[Records in a dataset]
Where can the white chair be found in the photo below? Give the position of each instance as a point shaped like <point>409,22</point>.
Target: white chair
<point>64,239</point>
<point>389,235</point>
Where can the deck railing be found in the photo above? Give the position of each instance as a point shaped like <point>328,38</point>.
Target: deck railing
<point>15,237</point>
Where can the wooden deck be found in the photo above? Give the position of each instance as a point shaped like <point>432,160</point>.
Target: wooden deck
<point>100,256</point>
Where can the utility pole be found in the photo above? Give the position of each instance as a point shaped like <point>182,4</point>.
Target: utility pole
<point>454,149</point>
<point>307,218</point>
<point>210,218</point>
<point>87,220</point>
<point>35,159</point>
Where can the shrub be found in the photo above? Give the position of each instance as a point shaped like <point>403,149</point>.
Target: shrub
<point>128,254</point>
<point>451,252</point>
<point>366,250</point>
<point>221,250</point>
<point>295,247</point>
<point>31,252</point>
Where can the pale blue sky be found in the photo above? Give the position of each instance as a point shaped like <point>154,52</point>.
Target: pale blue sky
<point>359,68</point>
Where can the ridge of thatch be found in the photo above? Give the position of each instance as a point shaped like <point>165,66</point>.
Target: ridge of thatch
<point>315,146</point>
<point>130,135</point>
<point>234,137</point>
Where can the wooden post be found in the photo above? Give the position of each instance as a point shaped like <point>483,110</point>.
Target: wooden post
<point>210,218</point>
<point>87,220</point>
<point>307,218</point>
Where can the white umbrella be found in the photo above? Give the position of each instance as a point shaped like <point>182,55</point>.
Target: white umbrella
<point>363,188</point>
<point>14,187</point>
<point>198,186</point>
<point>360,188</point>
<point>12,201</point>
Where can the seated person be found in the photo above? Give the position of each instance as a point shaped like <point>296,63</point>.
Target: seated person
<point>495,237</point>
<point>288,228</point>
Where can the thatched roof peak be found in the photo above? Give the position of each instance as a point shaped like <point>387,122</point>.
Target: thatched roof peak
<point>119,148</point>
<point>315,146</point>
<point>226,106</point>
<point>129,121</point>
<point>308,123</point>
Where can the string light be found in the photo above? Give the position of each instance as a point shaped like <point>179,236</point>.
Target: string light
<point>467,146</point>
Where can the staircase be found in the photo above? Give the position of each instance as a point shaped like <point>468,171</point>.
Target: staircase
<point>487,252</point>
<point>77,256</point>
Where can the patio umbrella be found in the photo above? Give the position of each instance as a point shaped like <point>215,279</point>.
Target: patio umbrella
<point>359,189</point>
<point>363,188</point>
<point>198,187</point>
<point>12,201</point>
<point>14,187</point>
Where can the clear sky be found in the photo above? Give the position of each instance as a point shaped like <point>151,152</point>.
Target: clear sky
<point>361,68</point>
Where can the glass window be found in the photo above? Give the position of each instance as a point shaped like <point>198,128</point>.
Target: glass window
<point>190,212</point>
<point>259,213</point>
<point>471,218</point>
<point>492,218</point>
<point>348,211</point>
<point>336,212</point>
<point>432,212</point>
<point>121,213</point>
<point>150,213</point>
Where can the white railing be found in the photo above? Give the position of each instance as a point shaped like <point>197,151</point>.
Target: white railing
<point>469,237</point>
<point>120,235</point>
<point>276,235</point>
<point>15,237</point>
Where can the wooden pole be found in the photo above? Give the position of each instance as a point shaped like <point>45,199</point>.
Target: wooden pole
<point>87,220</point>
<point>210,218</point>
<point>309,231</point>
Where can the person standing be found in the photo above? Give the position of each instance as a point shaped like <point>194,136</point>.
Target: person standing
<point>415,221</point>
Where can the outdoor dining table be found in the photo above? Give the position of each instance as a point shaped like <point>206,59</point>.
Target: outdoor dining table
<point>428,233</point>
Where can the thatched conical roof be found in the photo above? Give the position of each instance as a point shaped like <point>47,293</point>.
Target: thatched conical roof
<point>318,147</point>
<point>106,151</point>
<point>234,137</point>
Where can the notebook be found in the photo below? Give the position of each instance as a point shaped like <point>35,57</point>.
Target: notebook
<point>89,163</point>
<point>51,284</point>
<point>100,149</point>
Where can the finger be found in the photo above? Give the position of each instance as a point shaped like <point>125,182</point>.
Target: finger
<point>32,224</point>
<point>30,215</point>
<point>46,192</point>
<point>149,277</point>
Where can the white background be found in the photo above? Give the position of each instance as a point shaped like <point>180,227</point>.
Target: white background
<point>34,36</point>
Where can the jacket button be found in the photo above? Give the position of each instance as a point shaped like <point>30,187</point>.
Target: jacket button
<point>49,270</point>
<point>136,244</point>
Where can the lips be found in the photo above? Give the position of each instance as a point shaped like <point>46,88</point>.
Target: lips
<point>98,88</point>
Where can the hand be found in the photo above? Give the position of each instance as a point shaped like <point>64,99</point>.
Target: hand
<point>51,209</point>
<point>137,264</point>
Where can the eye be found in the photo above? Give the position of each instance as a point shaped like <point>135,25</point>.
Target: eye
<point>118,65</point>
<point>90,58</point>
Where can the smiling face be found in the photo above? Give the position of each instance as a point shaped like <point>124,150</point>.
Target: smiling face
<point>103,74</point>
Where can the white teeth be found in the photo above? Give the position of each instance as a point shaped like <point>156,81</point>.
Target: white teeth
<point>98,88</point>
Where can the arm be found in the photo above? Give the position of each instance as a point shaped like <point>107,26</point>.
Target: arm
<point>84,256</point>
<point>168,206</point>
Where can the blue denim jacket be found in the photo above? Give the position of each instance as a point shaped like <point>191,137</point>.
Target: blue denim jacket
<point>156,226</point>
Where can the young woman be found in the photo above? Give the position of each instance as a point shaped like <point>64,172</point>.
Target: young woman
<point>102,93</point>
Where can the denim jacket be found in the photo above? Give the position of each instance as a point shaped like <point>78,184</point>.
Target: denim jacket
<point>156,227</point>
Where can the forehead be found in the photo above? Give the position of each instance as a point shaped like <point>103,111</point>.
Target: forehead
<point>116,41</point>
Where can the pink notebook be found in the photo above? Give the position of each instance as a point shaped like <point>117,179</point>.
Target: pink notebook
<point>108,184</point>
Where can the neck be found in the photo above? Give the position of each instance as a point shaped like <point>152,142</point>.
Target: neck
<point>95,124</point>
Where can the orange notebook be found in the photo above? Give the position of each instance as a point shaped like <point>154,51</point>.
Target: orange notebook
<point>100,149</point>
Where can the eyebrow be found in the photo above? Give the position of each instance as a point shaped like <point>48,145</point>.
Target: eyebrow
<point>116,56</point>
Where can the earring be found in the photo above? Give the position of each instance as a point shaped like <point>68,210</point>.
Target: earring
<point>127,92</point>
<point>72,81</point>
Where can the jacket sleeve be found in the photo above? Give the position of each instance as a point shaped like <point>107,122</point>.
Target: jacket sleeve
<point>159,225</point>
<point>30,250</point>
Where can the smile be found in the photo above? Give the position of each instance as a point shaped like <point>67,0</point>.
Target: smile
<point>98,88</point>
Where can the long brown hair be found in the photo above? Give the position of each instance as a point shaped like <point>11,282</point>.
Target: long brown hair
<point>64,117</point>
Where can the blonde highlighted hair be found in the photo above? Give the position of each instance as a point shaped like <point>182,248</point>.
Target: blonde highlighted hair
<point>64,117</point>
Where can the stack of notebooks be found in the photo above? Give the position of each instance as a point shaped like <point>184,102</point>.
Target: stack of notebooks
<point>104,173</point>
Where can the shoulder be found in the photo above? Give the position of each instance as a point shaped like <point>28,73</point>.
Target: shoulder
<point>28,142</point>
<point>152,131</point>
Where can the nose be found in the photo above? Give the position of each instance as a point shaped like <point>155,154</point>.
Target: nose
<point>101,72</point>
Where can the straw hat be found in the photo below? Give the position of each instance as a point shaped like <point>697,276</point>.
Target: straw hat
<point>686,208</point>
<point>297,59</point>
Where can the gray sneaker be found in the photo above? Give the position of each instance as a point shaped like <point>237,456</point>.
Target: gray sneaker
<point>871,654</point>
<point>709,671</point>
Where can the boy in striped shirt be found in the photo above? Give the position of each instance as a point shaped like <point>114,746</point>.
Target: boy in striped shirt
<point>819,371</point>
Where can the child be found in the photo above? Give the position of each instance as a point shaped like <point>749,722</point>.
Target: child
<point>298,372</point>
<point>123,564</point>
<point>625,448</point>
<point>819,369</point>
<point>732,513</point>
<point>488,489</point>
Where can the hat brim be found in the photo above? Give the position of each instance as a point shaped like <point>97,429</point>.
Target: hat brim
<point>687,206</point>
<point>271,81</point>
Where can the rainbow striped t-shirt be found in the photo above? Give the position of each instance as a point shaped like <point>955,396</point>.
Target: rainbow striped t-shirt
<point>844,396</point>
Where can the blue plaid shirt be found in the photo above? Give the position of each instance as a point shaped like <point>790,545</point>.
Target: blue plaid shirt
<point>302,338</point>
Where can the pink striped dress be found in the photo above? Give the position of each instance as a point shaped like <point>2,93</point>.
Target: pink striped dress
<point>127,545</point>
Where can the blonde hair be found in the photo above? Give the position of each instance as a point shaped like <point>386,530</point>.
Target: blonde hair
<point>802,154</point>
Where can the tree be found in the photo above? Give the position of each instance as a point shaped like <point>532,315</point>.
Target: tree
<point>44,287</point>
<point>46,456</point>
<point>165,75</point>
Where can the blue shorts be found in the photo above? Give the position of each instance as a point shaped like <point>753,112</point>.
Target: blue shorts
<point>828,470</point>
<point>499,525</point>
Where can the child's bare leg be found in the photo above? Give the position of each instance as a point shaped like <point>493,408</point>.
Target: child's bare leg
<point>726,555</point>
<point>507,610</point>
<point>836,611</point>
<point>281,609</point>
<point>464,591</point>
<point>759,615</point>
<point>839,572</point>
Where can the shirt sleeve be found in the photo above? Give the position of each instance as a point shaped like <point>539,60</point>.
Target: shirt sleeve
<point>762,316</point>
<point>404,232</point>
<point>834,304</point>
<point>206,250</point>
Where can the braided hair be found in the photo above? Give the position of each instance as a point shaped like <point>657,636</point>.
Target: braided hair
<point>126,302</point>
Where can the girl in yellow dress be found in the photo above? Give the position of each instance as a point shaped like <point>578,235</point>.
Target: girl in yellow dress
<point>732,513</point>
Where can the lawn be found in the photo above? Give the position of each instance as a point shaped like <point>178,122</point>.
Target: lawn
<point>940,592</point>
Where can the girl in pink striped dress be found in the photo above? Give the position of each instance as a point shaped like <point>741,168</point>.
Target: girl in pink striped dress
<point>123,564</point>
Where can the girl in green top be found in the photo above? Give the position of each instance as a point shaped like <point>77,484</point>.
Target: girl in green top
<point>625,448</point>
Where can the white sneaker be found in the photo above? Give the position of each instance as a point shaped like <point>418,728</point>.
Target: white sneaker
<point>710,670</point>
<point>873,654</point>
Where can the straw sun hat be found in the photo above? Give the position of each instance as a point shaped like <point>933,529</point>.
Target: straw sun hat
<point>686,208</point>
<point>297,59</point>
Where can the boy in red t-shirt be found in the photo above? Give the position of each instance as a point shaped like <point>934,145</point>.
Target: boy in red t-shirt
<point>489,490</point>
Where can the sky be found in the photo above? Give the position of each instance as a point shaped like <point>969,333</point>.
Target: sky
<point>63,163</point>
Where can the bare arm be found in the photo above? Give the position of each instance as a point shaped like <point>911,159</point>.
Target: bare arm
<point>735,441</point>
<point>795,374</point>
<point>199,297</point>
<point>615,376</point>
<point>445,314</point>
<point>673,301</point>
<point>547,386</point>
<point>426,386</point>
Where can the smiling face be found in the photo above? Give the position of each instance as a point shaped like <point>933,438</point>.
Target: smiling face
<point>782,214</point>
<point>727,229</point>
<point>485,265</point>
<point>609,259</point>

Your goal:
Lay out the lines of the records, from the start of the records up to and including the line with "<point>288,228</point>", as a JSON list of strings, one string per line and with blank lines left out.

The completed task:
[
  "Where can the white chair be found in the photo below? Give the position of each instance as a point shaped like <point>409,22</point>.",
  "Target: white chair",
  "<point>64,239</point>",
  "<point>389,235</point>",
  "Where can the deck railing be found in the photo above? Give the position of each instance as a point shaped like <point>328,38</point>.",
  "Target: deck railing",
  "<point>15,237</point>",
  "Where can the wooden deck be found in the photo above? Give the position of each instance as a point shaped like <point>432,160</point>.",
  "Target: wooden deck",
  "<point>100,256</point>",
  "Where can the utility pole be found in the photo above? Give the position of each instance as a point shaped like <point>182,4</point>.",
  "Target: utility pole",
  "<point>454,149</point>",
  "<point>307,218</point>",
  "<point>210,218</point>",
  "<point>87,220</point>",
  "<point>35,159</point>",
  "Where can the shrub be found in the photo above? Give the position of each instance as a point shaped like <point>403,149</point>.",
  "Target: shrub",
  "<point>128,254</point>",
  "<point>451,252</point>",
  "<point>366,250</point>",
  "<point>221,250</point>",
  "<point>295,247</point>",
  "<point>31,252</point>",
  "Where can the pale blue sky be found in the photo above? Give the position of each instance as a point shaped like <point>154,52</point>.",
  "Target: pale blue sky",
  "<point>359,68</point>",
  "Where can the ridge of thatch be found in the photo above? Give the position of each instance as a point shaped like <point>165,66</point>.",
  "Target: ridge of thatch",
  "<point>315,146</point>",
  "<point>130,135</point>",
  "<point>234,137</point>",
  "Where can the wooden post be found in the photo above? Give the position of each instance as a point shaped like <point>483,110</point>.",
  "Target: wooden post",
  "<point>210,218</point>",
  "<point>87,220</point>",
  "<point>307,218</point>",
  "Where can the white umbrella be found in the photo above? Give the position of each instance as a point shaped like <point>182,55</point>.",
  "Target: white umbrella",
  "<point>363,188</point>",
  "<point>14,187</point>",
  "<point>198,186</point>",
  "<point>360,188</point>",
  "<point>12,201</point>",
  "Where can the seated person be found in the photo above? Give the position of each instance as a point shaped like <point>296,63</point>.",
  "Target: seated person",
  "<point>495,237</point>",
  "<point>288,228</point>"
]